Lay out the stretch of the material below, from the line containing "the woman's hand" through the line containing "point(118, 141)", as a Markdown table with the columns Row and Content. Put a row number and one line in each row, and skip any blank lines.

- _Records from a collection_
>> start
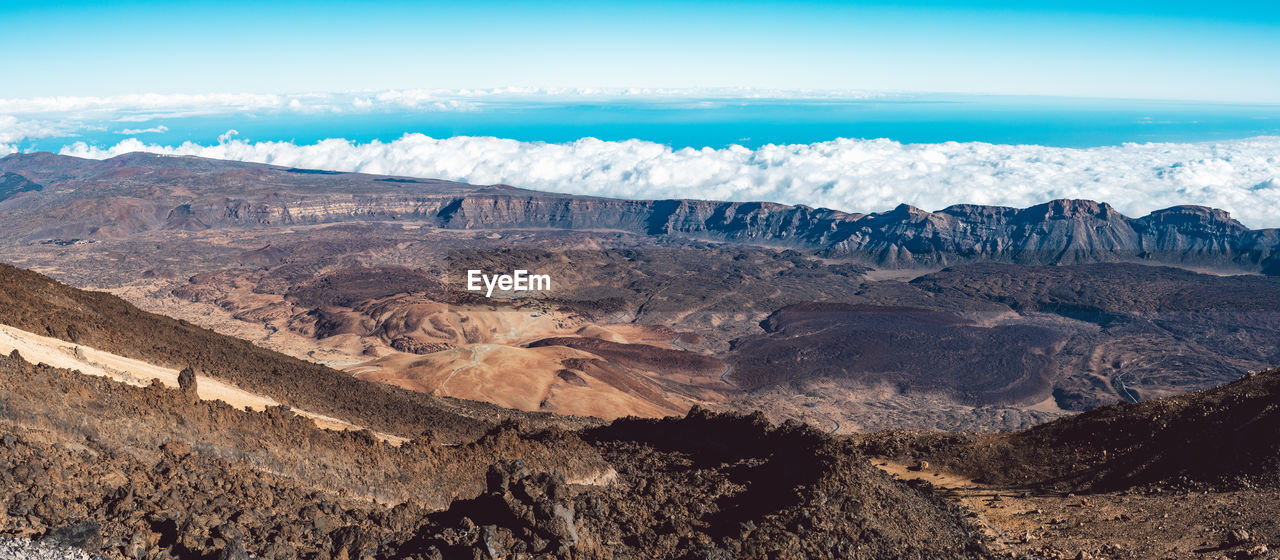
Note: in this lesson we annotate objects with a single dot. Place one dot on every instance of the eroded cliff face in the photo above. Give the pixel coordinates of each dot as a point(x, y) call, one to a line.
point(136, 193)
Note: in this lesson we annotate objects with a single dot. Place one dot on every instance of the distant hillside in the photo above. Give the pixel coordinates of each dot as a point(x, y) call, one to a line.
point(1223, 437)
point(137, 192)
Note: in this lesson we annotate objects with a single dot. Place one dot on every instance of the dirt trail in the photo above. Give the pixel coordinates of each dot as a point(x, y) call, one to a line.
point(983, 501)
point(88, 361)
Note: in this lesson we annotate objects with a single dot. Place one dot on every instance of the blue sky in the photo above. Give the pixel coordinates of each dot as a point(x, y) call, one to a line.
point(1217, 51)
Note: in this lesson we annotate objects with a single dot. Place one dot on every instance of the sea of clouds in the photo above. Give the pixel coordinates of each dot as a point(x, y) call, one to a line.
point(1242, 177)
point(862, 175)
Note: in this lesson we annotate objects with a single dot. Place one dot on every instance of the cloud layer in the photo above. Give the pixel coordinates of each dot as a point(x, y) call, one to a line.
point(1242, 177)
>> end
>> start
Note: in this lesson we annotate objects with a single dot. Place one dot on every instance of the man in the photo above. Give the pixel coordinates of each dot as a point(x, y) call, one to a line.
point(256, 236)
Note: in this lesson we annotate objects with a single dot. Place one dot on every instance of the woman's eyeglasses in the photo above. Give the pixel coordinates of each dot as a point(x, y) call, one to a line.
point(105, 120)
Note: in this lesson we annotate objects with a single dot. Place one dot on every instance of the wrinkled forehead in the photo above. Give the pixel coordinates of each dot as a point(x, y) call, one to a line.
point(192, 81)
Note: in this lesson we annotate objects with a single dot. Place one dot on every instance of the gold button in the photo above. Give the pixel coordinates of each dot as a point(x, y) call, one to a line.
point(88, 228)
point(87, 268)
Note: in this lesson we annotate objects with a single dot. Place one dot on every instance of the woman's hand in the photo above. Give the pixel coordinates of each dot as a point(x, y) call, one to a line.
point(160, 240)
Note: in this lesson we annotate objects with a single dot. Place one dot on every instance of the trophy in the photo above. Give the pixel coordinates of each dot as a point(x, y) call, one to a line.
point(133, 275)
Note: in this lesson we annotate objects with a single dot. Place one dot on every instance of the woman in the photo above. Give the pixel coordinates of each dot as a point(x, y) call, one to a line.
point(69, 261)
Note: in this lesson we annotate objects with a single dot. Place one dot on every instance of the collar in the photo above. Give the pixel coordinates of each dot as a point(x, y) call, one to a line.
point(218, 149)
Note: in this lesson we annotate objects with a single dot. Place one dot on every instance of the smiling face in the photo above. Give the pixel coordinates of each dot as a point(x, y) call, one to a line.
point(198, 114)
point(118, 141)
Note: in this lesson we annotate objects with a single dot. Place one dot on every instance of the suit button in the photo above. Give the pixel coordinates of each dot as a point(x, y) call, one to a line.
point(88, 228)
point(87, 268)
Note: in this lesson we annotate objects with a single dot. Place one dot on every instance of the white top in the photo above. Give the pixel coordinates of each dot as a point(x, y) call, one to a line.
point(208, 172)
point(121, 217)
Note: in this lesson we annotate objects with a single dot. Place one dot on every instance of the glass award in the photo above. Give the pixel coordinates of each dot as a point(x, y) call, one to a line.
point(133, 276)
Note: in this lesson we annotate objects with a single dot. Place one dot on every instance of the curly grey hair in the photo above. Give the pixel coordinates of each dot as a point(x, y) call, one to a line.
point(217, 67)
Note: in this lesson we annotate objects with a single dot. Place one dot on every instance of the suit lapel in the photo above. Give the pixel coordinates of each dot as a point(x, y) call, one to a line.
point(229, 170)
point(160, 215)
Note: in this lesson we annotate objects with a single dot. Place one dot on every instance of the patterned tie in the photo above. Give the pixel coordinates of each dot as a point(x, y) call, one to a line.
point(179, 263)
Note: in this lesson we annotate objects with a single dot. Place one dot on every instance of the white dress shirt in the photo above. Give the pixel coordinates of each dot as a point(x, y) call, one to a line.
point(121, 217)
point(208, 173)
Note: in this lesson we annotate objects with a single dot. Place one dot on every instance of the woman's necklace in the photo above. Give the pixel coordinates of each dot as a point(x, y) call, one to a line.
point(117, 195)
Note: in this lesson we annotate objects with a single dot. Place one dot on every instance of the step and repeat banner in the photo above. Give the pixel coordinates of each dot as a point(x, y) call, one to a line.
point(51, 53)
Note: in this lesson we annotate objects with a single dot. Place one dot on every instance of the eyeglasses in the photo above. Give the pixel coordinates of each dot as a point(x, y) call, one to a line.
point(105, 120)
>> end
- _FINAL RESULT_
| Row | Content |
|---|---|
| 1 | Note: in this lesson we annotate objects with a single dot. Place one dot on every instance of the woman's hand in the photo above. Give the pixel coordinates of each dot as a point(x, y) call, one to a line. |
| 2 | point(160, 240) |
| 3 | Note: in this lesson we annotate objects with a single dot. Place one dot on every instance of the trophy in the photo above. Give the pixel coordinates of each dot as a point(x, y) call, one to a line. |
| 4 | point(133, 275) |
| 5 | Note: in this lesson we annotate objects with a single dot. Place one dot on every instance of the woman in the photo above. Give the pixel coordinates of each dot as a point(x, y) call, one to a line. |
| 6 | point(69, 261) |
| 7 | Note: in this lesson we annotate objects with a single dot. Place one dot on every instance of the collar in the photo above. Give the pixel coordinates of each dot as a point(x, y) call, one to a line. |
| 8 | point(218, 149) |
| 9 | Note: in this lesson we annotate objects with a single dot. Place one dot on every instance of the smiling face in the photo above. Give the pixel coordinates of each dot as a point(x, y) call, one to a line. |
| 10 | point(198, 114) |
| 11 | point(118, 141) |